### Extracted text:
☆ ☆ ☆ ☆ ☆ ☆ ☆

I got treated for that and then got settled in to my last few nights in Belgrade, taking in one last dinner at The Jazz Cafe the night before we left. I relished and ate a delicious and (hopefully vegan) creamy pasta entree. I made my way back home, anxiously packed for several hours, and went to sleep to run to the doctor once again the next morning and then hurry back to wait for our van to arrive to pick us up and take us to the airport. Our plane to Munich to connect to Lisbon was waiting to take us to the next chapter in this journey.

Reflections and Thoughts

I wanted to gather up some of my musings and ideas here in a slightly more digestible, bulleted form than the prose I've been throwing at you. I've collected these thoughts in my head while walking around but have not written them down in a concise, accessible manner.

  • On the origins of my name

  • If you take a look at both my first and last name, they are very Serbian. I am part Serbian from my great-grand father who emigrated to the US nearly some 90 years ago. I believe I was the only person in the group who had Serbian blood.

☆ ☆ ☆ ☆ ☆ ☆ ☆

### Supplied entries:
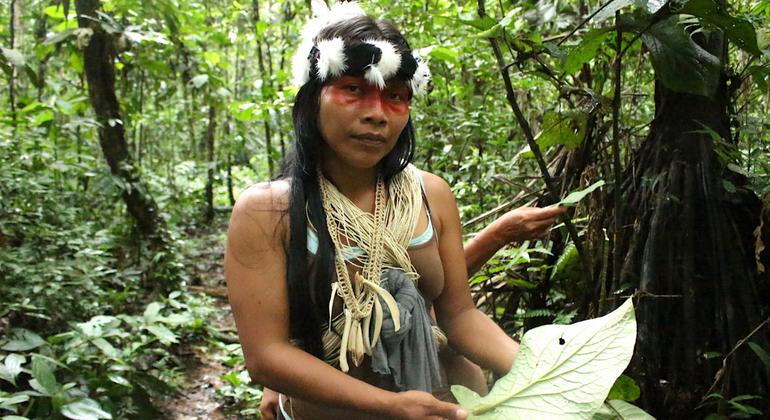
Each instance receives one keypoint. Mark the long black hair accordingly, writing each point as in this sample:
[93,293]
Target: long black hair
[309,292]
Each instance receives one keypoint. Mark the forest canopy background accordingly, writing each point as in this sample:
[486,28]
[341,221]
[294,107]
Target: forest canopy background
[128,128]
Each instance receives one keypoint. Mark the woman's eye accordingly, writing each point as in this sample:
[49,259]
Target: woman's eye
[353,88]
[396,96]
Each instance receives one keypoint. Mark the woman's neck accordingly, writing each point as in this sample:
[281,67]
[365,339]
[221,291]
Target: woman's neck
[351,182]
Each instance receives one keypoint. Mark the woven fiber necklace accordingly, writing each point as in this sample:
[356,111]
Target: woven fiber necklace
[384,237]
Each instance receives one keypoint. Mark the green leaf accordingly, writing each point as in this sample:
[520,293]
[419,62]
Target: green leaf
[444,54]
[164,334]
[624,389]
[14,57]
[8,403]
[11,367]
[610,10]
[562,128]
[621,410]
[482,24]
[763,356]
[56,11]
[120,380]
[199,80]
[22,340]
[568,264]
[561,371]
[586,50]
[575,196]
[212,57]
[58,37]
[680,63]
[43,373]
[106,347]
[740,31]
[152,311]
[85,409]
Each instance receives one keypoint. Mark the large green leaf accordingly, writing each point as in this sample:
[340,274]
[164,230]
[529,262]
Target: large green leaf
[11,367]
[610,9]
[585,51]
[85,409]
[43,373]
[624,389]
[561,371]
[164,334]
[740,31]
[22,340]
[680,63]
[621,410]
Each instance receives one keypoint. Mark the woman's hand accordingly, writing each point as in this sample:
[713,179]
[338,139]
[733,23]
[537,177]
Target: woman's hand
[524,223]
[268,407]
[421,405]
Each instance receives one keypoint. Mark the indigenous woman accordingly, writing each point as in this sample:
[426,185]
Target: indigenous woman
[334,270]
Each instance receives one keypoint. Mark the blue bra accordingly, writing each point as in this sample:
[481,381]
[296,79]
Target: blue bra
[353,252]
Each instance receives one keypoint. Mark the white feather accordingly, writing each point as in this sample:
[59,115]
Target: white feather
[323,17]
[374,76]
[300,65]
[331,60]
[319,7]
[390,60]
[419,82]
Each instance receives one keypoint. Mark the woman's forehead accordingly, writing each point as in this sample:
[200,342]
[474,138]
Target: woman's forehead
[393,83]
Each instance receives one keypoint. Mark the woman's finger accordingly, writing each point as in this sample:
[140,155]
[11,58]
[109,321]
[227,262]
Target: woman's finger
[450,411]
[546,212]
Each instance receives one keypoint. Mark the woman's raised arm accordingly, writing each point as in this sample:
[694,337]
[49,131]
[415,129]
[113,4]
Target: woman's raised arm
[470,331]
[256,281]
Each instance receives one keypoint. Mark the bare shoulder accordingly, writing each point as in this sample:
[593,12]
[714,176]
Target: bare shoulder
[264,196]
[259,221]
[437,189]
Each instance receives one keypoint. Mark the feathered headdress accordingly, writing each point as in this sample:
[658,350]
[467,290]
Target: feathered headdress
[378,60]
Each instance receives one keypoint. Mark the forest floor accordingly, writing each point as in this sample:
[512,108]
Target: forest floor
[204,363]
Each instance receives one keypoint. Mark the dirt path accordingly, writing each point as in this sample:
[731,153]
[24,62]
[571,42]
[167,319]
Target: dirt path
[197,398]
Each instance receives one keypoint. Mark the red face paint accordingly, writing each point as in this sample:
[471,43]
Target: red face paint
[349,90]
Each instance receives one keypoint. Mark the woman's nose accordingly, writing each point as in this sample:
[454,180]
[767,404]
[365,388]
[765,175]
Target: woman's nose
[373,111]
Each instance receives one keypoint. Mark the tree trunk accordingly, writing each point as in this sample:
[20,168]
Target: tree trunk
[210,137]
[14,23]
[98,57]
[689,238]
[266,79]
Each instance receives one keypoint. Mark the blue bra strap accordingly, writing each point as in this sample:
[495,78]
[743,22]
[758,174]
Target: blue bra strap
[354,251]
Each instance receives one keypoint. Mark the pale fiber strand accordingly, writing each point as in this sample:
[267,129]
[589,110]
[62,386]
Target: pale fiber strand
[384,237]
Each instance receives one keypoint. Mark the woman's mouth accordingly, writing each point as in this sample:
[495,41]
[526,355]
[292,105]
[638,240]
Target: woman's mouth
[373,139]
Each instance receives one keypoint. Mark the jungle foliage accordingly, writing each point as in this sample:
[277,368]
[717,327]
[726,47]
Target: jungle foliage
[128,128]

☆ ☆ ☆ ☆ ☆ ☆ ☆

### Task requirements:
Copy the Belgrade travel passage above word for word, from start to finish.

### Solution to the problem:
I got treated for that and then got settled in to my last few nights in Belgrade, taking in one last dinner at The Jazz Cafe the night before we left. I relished and ate a delicious and (hopefully vegan) creamy pasta entree. I made my way back home, anxiously packed for several hours, and went to sleep to run to the doctor once again the next morning and then hurry back to wait for our van to arrive to pick us up and take us to the airport. Our plane to Munich to connect to Lisbon was waiting to take us to the next chapter in this journey.

Reflections and Thoughts

I wanted to gather up some of my musings and ideas here in a slightly more digestible, bulleted form than the prose I've been throwing at you. I've collected these thoughts in my head while walking around but have not written them down in a concise, accessible manner.

  • On the origins of my name

  • If you take a look at both my first and last name, they are very Serbian. I am part Serbian from my great-grand father who emigrated to the US nearly some 90 years ago. I believe I was the only person in the group who had Serbian blood.